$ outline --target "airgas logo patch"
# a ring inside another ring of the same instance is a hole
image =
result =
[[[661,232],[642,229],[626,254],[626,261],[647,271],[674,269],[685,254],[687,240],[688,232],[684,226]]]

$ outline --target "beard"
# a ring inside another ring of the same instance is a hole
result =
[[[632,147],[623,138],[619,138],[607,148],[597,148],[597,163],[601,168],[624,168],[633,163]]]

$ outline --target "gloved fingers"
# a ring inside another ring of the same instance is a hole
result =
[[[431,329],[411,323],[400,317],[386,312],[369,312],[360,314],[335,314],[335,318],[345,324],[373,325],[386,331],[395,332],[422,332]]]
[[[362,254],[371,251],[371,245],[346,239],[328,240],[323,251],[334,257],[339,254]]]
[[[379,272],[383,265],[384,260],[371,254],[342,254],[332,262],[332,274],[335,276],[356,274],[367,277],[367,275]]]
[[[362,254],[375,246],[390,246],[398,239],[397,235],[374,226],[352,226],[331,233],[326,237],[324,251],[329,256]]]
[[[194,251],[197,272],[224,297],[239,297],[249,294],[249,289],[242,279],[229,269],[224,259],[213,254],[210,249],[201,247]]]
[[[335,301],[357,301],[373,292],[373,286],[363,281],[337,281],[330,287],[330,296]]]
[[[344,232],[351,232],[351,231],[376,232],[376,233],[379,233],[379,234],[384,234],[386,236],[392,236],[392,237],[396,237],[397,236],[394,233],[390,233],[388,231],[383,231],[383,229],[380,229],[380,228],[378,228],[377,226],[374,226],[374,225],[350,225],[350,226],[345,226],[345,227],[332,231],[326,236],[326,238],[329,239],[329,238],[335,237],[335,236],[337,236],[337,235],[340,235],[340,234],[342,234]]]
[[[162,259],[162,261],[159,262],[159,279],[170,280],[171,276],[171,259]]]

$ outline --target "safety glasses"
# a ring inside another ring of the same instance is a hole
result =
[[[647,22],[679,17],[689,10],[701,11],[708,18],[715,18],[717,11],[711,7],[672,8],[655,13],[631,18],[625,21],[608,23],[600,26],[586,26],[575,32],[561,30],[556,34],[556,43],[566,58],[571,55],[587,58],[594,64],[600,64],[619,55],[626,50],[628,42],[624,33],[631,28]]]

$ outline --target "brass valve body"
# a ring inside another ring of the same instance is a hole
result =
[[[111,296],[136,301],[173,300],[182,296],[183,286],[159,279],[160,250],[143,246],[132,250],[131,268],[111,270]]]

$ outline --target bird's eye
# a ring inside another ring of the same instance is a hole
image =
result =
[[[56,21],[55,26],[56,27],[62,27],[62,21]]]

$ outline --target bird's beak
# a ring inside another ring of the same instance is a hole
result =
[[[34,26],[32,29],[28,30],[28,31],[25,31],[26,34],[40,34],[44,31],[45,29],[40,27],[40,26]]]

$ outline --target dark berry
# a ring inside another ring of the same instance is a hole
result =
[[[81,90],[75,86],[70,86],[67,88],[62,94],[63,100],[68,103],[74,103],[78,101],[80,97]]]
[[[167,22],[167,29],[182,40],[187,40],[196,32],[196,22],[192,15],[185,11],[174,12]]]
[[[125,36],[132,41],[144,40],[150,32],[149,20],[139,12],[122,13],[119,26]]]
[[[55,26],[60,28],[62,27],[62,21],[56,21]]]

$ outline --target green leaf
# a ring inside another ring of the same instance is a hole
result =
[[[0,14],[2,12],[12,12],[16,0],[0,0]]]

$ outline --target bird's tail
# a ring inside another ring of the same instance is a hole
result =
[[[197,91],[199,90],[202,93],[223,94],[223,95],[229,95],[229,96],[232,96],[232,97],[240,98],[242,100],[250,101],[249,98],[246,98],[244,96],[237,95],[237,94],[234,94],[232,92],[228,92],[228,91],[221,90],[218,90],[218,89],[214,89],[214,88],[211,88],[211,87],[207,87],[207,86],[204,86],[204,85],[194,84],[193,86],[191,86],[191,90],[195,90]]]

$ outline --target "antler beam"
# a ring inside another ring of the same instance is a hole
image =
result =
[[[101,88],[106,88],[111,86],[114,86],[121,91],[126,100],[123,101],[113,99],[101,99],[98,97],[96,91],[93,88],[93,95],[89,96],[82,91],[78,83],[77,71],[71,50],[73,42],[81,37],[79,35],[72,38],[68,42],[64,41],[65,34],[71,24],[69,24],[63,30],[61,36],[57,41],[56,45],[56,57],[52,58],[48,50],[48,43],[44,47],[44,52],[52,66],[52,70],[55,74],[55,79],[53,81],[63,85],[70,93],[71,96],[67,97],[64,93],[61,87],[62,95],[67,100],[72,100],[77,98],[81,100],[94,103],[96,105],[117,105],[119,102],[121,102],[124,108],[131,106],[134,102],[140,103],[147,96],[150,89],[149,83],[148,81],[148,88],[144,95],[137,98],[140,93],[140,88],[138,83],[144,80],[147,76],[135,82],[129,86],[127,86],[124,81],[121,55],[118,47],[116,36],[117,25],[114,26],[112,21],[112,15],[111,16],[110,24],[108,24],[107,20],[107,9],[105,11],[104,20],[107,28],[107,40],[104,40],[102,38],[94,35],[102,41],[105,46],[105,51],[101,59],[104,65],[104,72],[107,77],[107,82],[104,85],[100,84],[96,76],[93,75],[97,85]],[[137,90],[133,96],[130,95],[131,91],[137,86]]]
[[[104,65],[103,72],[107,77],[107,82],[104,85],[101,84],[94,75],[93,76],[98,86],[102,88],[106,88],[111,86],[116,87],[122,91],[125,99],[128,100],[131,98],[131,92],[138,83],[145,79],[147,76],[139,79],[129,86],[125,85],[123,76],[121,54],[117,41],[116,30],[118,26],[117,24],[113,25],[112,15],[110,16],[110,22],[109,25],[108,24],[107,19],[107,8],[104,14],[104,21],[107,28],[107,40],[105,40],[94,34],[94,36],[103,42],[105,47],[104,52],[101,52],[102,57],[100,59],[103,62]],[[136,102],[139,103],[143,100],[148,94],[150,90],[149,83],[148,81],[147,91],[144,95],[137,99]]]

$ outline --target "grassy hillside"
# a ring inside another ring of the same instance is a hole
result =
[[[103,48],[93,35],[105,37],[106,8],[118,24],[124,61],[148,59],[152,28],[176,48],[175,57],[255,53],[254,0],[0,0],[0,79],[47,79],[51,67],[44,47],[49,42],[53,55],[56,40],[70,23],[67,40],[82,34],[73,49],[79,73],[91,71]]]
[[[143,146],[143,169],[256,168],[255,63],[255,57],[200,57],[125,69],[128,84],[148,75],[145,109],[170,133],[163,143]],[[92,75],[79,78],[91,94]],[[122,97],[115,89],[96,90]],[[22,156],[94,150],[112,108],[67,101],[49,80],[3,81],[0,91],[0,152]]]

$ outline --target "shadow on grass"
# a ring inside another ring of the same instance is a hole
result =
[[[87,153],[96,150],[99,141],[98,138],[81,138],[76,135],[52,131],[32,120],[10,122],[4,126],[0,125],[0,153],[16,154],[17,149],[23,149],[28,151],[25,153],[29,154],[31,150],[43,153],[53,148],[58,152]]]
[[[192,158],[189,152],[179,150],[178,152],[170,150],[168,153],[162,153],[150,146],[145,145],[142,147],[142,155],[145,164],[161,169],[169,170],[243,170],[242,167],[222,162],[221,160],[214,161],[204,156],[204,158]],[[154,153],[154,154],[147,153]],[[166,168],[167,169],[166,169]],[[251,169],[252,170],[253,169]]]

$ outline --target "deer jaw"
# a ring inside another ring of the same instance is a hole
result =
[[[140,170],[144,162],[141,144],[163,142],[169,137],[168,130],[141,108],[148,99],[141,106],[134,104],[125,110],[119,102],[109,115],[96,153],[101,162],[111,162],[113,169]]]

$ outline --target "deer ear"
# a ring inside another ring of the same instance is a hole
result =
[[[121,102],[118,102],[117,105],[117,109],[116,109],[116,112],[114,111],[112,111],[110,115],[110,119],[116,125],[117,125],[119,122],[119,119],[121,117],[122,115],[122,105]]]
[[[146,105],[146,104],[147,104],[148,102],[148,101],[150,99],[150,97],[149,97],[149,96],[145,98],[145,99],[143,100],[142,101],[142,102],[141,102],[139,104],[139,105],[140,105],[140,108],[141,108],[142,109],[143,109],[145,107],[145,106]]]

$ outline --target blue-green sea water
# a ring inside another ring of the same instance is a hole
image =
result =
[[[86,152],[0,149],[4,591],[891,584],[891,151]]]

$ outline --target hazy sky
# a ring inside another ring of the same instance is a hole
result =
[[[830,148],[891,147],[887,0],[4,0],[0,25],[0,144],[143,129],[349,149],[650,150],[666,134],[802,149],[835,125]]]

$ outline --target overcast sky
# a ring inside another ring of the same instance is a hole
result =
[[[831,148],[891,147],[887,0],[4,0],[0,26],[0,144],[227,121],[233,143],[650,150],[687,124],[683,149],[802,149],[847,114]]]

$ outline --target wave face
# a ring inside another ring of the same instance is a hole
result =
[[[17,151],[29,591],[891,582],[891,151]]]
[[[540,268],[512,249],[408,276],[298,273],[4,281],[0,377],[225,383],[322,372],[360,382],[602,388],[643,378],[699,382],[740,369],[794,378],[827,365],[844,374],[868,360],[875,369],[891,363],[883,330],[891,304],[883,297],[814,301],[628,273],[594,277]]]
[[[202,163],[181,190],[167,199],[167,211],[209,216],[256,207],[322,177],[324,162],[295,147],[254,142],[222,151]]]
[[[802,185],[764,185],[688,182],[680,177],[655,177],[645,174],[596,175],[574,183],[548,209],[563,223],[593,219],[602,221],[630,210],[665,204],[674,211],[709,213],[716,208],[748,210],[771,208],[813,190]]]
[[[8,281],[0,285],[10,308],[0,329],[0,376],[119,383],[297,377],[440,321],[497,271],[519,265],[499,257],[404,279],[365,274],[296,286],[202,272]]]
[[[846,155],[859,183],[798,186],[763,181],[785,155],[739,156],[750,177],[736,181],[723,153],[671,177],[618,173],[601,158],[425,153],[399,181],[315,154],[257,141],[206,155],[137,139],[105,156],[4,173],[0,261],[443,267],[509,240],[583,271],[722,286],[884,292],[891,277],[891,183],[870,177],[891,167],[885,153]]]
----------------------------------------
Given exercise: Would you quote, exactly and only, the lines from the one containing "--target overcast sky" to the end of the entries?

Answer for this exercise:
$ outline --target overcast sky
# a ring inside another ring of the same instance is a hole
result =
[[[831,148],[891,147],[887,0],[4,0],[0,26],[0,144],[227,121],[233,143],[650,150],[687,124],[683,149],[802,149],[847,114]]]

$ outline --target wave face
# a ring inside another ring of the same instance is a hole
result =
[[[17,151],[29,591],[891,582],[891,151]]]
[[[540,268],[512,249],[408,276],[298,273],[4,281],[0,377],[225,383],[322,372],[360,382],[602,388],[643,378],[699,382],[740,369],[794,378],[827,365],[844,374],[868,360],[875,369],[891,363],[883,330],[891,304],[883,297],[814,301],[628,273],[594,277]]]
[[[202,163],[181,190],[167,199],[167,211],[209,216],[256,207],[322,177],[324,162],[295,147],[254,142],[222,151]]]
[[[802,185],[764,185],[688,182],[680,177],[655,177],[645,174],[596,175],[574,183],[548,209],[563,223],[593,219],[602,221],[630,210],[665,204],[674,211],[709,213],[716,208],[748,210],[771,208],[813,190]]]
[[[8,281],[0,285],[10,308],[0,329],[0,376],[119,383],[297,377],[440,321],[497,271],[519,265],[499,257],[404,279],[365,274],[296,286],[202,272]]]
[[[846,155],[859,183],[798,186],[763,181],[785,155],[739,156],[750,177],[736,181],[723,153],[671,177],[618,173],[601,158],[425,153],[399,181],[315,154],[257,141],[206,155],[137,139],[105,156],[4,173],[0,261],[443,267],[509,240],[583,271],[722,286],[884,292],[891,277],[891,183],[870,177],[891,167],[885,153]]]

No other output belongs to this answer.